>> BEGIN PAGE EXTRACT
Not to be outdone by noted diplomat and excellent-jacket-haver Dennis Rodman, Steven Seagal is apparently getting into the “Hey look, that guy who played basketball and/or made action movies 15 years ago is meeting with an important foreign leader because this is how the world works now, I guess” game. Pictured above, please find the star of Under Siege, Kimono Nights, Dragon Squad, and Kill Switch (one of those is fake, btw) with Russian president Vladimir Putin. Why is the star of Attack Force, Pistol Whipped, Revenge, Inc., and Death Patrol (two are fake this time) with Russian president Vladimir Putin, you ask?
>> END PAGE EXTRACT
> SET PROBLEM 1
In the Seagal piece, condense the paragraph beginning "Not to be outdone by noted diplomat" into two or three sentences that keep its main facts.
>> BEGIN EXTRACTED DATA
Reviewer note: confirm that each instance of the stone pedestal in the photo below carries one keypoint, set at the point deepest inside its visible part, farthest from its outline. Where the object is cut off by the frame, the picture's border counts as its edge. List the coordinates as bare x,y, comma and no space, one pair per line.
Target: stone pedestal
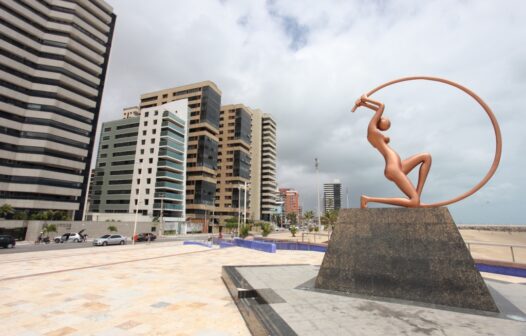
409,254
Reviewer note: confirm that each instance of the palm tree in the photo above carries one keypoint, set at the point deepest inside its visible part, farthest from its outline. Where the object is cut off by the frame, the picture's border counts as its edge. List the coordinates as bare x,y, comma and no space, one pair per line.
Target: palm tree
291,216
6,210
308,216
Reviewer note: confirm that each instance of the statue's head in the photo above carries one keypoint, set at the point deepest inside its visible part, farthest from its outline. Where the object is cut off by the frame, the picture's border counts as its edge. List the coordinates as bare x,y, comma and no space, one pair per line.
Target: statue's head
384,124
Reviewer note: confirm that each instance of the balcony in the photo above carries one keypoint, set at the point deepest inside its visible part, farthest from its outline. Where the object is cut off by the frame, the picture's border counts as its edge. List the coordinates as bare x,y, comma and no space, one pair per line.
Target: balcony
171,154
169,185
171,143
168,174
168,206
170,164
169,196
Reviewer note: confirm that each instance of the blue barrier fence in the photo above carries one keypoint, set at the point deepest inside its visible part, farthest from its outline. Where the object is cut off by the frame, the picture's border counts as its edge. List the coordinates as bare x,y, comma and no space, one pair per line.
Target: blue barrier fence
255,245
190,242
518,272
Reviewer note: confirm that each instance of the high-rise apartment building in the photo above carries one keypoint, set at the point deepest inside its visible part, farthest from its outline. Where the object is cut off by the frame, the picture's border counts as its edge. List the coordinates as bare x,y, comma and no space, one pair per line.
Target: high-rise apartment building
268,167
234,162
54,56
291,199
204,101
141,164
332,196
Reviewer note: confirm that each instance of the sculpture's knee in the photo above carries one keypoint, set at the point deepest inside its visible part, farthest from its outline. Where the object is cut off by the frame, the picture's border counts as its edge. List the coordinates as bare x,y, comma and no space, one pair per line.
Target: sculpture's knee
414,202
426,158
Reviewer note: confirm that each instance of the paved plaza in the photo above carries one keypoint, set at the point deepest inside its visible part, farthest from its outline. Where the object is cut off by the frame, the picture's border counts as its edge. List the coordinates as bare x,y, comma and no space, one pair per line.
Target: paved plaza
171,289
158,289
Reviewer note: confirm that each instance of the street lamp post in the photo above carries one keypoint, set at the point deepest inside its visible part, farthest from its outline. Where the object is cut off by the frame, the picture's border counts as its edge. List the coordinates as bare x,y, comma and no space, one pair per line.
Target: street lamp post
245,205
239,209
137,205
161,225
318,190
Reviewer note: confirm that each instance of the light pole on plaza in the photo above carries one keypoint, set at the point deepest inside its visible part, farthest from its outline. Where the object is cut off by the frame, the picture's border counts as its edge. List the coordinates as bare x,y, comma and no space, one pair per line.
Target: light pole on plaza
318,190
137,204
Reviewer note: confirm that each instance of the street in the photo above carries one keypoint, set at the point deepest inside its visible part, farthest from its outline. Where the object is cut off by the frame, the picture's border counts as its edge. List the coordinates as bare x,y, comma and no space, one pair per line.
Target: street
31,247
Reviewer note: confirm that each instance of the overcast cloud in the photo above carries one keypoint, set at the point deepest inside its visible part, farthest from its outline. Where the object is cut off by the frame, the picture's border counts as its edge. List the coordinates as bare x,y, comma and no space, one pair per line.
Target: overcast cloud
306,62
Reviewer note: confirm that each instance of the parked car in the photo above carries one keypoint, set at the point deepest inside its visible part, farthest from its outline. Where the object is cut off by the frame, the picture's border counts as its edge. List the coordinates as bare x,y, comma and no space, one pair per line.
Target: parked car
147,236
114,239
7,241
69,238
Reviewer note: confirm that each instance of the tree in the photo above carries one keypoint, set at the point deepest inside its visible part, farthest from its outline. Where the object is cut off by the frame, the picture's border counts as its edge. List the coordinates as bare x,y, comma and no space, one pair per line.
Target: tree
292,217
243,231
6,210
46,229
293,229
20,215
266,229
308,216
231,223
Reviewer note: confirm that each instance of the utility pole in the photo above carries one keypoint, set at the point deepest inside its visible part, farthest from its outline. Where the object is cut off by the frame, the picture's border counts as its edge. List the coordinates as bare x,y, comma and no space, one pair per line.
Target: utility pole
316,165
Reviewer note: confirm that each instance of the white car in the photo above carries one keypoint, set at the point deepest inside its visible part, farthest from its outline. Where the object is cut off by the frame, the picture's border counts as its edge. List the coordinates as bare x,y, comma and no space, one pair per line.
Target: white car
68,238
114,239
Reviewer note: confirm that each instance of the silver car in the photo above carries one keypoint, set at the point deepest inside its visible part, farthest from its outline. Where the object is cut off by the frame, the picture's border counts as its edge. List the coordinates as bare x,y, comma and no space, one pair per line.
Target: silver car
110,240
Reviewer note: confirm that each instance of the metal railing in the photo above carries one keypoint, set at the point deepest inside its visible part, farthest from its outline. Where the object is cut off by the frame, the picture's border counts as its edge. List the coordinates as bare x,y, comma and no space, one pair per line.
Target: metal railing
511,247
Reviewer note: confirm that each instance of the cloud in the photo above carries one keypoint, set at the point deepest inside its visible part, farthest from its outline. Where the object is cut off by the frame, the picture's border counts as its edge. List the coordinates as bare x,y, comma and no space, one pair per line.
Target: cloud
307,62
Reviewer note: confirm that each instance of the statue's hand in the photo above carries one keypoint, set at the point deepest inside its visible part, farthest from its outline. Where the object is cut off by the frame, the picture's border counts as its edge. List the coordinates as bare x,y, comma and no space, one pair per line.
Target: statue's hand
359,102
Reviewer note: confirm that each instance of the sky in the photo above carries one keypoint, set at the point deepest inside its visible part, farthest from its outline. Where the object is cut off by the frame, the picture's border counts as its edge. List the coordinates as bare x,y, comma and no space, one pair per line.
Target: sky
306,63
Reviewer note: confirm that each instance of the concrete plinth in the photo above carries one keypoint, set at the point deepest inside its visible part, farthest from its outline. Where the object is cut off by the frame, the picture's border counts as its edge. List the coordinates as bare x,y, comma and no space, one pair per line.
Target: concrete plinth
409,254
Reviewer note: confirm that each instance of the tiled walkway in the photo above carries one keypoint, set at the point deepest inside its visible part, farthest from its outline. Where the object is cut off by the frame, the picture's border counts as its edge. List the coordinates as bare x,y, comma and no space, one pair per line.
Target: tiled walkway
158,289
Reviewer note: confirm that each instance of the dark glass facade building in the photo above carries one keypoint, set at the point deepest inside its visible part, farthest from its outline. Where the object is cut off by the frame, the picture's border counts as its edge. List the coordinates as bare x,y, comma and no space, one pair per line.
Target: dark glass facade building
54,56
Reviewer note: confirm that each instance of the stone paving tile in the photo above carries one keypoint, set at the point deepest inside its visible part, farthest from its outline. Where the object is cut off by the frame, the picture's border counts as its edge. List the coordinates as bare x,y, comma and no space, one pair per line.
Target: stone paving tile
102,299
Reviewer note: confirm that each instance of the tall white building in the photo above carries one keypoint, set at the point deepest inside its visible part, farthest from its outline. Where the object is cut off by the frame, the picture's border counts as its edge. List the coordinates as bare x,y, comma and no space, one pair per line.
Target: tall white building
332,196
141,166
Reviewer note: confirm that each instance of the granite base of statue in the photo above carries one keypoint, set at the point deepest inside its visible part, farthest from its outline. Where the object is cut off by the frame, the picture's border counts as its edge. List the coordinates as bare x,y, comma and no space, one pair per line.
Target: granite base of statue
408,254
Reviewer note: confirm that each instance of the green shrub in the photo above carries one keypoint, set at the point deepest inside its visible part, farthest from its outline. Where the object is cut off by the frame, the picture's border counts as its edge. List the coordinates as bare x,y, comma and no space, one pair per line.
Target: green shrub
293,229
243,231
266,229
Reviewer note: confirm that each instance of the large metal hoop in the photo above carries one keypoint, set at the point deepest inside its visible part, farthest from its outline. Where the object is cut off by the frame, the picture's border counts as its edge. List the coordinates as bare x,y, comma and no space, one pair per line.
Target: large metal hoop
496,128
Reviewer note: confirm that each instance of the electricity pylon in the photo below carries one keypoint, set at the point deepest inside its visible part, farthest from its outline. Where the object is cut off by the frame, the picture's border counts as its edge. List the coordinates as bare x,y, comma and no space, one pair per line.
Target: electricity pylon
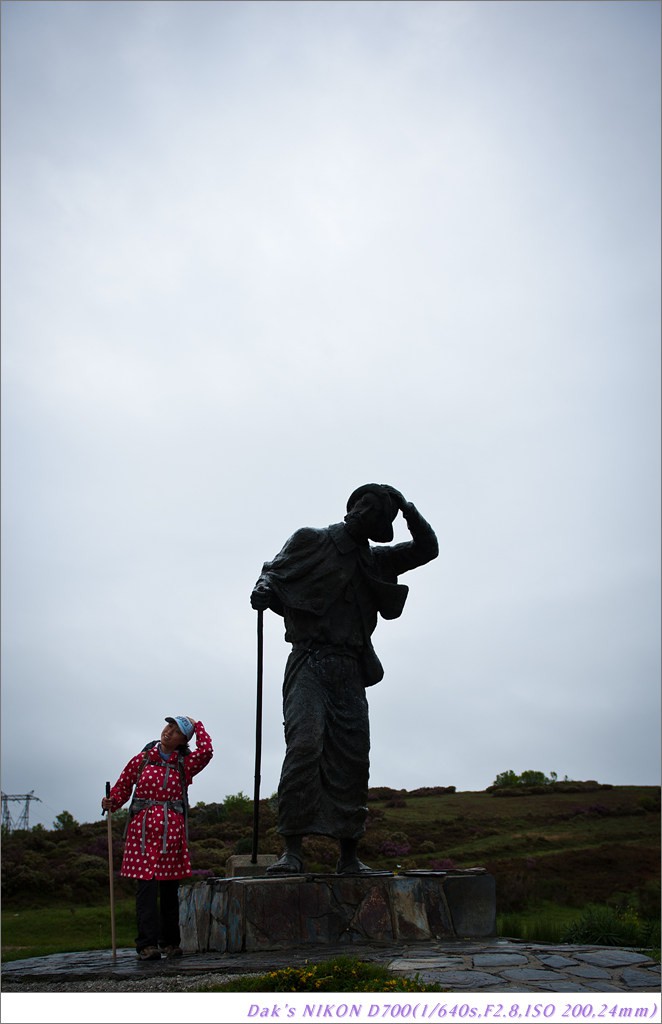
23,821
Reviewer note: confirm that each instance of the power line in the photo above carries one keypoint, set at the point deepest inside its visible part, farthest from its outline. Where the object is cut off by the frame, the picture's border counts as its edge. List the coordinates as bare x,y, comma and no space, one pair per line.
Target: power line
24,819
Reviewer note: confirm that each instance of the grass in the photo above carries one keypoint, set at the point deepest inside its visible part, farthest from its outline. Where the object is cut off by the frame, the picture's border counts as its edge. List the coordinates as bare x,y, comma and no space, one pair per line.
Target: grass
547,923
40,932
343,974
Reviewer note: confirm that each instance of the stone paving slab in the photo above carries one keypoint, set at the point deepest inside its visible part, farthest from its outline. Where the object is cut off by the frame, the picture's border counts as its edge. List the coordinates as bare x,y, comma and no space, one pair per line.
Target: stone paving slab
497,966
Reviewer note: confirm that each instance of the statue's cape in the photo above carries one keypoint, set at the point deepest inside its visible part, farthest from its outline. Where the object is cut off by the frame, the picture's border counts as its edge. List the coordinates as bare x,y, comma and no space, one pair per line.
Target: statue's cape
316,565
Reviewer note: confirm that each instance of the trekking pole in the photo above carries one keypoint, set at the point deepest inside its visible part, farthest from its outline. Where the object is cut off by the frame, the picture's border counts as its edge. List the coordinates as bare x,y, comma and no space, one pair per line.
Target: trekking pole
110,871
258,734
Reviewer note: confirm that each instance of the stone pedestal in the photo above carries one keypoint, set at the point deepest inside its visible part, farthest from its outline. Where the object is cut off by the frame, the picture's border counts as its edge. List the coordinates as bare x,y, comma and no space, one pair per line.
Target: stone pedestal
244,914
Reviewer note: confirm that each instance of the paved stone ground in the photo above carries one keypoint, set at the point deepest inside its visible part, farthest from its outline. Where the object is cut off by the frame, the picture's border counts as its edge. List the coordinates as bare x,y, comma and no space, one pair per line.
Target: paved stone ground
496,966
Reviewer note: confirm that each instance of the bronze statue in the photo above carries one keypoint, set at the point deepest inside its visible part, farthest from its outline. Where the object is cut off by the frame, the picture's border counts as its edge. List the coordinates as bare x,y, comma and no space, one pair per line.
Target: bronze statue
329,584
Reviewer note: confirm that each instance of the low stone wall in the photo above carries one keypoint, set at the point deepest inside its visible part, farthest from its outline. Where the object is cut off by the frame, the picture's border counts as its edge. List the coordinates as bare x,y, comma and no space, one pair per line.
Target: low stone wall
244,914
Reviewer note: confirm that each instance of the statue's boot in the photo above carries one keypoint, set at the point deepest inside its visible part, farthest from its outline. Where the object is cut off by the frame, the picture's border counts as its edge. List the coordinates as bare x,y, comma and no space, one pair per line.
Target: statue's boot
291,862
348,862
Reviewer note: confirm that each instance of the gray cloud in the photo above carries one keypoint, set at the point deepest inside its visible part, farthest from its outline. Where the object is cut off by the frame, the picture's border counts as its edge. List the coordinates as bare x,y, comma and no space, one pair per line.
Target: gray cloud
257,254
>> END EXTRACTED DATA
> SET PROBLEM 2
Please reproduce the stretch of the entries from the line containing "Reviewer note: confirm that each instance of the palm" through the line containing "Target: palm tree", and nothing else.

> ANSWER 1
Following Dennis Rodman, Steven Seagal is apparently joining the trend of former basketball players or action-movie stars meeting important foreign leaders. He is pictured with Russian president Vladimir Putin, and the writer asks why the two are together.

> ANSWER 2
Reviewer note: confirm that each instance of the palm tree in the photo above carries one keypoint, set at the point deepest inside its visible part, farthest from its outline. Where the object is cut off by the frame, the picture's border counts as its edge. List the coordinates as bare x,y, comma and no space, one pair per line.
Target: palm tree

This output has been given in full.